**Directives**
(a) Reproduce the text of the passage on perceptual grouping, starting at "In the second" and ending at "targets versus distracters.".
(b) In the listing, starting at its first line and ending at the line containing "145 31 L 111", switch "outline" to "trace" and give back only those lines, otherwise unchanged.

## begin Source passage

We then examined the effect of perceptual grouping on the spatial configuration of the attentional priority map by calculating the PRI indicating participants’ tendency to report pairs of connected relative to separate letters. When eight targets were presented without distracters, we observed main effects of grouping, F(1, 20) = 5.41, p = .03 and exposure duration, F(1, 20) = 13.94, p = .001 but no two-way interaction, F(1, 20) = 2.02, p = .17. Even though grouping did not significantly increase the number of correctly reported letters (Figure 3b), participants were more likely to report two letters belonging to a pair along the horizontal or vertical axis when the letters in a pair were grouped through a connected line (Figure 4a). When distractors were present to the display (4T4D), we observed a main effect of exposure duration, F(1, 20) = 9.81, p = .005, but no significant main effect of grouping, F(1, 20) = 2.03, p = .17 and no significant two-way interaction, F(1, 20) = 0.11, p = .75.

Figure 4.

Figure 4

Experiment 1: paired response index. Paired response index in the whole report (b) and partial report (c) trials, as a function of exposure duration and grouping condition. The paired response index reflects the average number of correctly reported pairs of letters, corrected for what would be expected by chance. Error bars represent SEM.

In summary, we found that embedding elements into larger objects by means of uniform connectedness influenced distinct aspects of the attentional priority map but only when grouping occurred between elements of similar task relevance: Task-relevant grouping increased top-down control and influenced which elements were encoded in VSTM and available for explicit report. Contrary to our hypothesis, grouping each target with a distracter did not have a detrimental effect on performance.

Experiment 2: Target Selection or Distracter Rejection?

In the second experiment, we investigated whether the effect of task-relevant grouping on distinct aspects of the attentional priority map (parameter α and PRI) observed in Experiment 1 was because of targets being encoded as groups rather than as single letters (higher attentional weight for targets), because of distracters being rejected as groups rather than as single letters (lower attentional weight for distracters), or both. To this end, we independently manipulated pairwise grouping of targets versus distracters.

Method

Experimental conditions

Six different stimulus displays were realized, with either only targets being presented (8T, whole report) or targets and distracters being presented (4T4D, partial report). The first four conditions (8T no grouping, 8T grouping, 4T4D no grouping, and 4T4D task-relevant grouping) were identical to the ones used in Experiment 1. We collected 48 trials for each condition that was also present in Experiment 1 (Stimulus Display × Exposure Duration). Two new partial report conditions were introduced (Figure 1c). In the 4T4D target-target grouping, the four targets were pairwise grouped but the distracters remained ungrouped. In the 4T4D distracter-distracter grouping, the four distracters were pairwise grouped but the targets remained ungrouped. We collected 96 trials for each of the four new conditions (Stimulus Display × Exposure Duration). The order of the conditions was randomized for each subject. The task consisted of one practice block of 24 trials, followed by 16 blocks of 60 trials (i.e., 960 trials in total).

## end Source passage
## begin Supplied material

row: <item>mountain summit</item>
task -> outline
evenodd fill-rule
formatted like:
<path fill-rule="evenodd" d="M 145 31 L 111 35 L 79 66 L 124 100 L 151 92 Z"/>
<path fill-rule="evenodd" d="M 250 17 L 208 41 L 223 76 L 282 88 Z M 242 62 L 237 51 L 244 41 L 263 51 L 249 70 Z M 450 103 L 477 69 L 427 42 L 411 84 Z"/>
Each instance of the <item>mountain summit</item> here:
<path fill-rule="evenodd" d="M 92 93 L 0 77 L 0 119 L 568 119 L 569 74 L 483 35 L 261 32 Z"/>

## end Supplied material

**The solutions**
(a)
In the second experiment, we investigated whether the effect of task-relevant grouping on distinct aspects of the attentional priority map (parameter α and PRI) observed in Experiment 1 was because of targets being encoded as groups rather than as single letters (higher attentional weight for targets), because of distracters being rejected as groups rather than as single letters (lower attentional weight for distracters), or both. To this end, we independently manipulated pairwise grouping of targets versus distracters.

(b)
row: <item>mountain summit</item>
task -> trace
evenodd fill-rule
formatted like:
<path fill-rule="evenodd" d="M 145 31 L 111 35 L 79 66 L 124 100 L 151 92 Z"/>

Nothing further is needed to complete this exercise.